WHAT YOU WILL DO → Rewrite the rows below, starting with the line with "Tag every instance of the dirt" and going on through the line with "x=314 y=246", with the requests included. Shift every x and y coordinate in the answers up by 129.
----
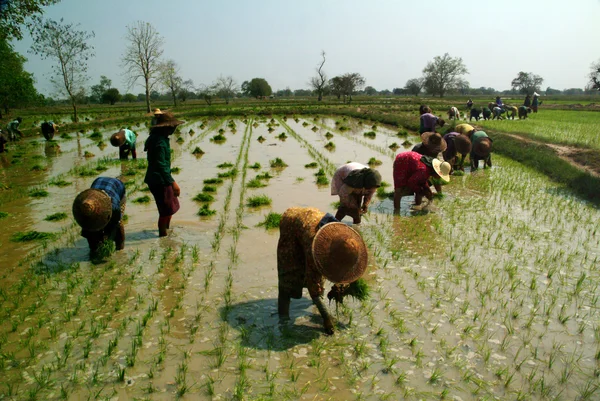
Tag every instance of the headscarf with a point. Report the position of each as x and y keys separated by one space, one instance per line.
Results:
x=363 y=178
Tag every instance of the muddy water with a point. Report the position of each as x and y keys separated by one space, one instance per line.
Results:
x=487 y=297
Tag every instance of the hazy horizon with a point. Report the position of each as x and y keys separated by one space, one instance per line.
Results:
x=387 y=42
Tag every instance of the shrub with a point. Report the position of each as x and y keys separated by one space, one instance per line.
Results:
x=56 y=216
x=271 y=220
x=259 y=200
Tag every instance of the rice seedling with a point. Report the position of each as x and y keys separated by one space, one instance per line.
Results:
x=259 y=200
x=30 y=236
x=206 y=211
x=203 y=197
x=277 y=163
x=142 y=199
x=271 y=220
x=56 y=216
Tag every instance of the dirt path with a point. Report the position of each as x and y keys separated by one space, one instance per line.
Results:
x=585 y=159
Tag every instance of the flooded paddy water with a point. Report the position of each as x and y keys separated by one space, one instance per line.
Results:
x=494 y=295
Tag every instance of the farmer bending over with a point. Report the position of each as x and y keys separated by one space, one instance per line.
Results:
x=314 y=246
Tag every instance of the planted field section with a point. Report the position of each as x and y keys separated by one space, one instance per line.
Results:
x=493 y=295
----
COMPLETE ANSWER →
Tag every instance of the dirt path with a point. Report the position of each as x and y keys separated by one space, one instance per line.
Results:
x=714 y=288
Tag every instance of the flooded paddy water with a point. Report the position of each as x and y keys separated by one space, one instance per line.
Results:
x=623 y=424
Tag every instance of the farmer bending over with a point. Report the position of each as x and y keys separated by one space, one instance per line.
Results:
x=443 y=375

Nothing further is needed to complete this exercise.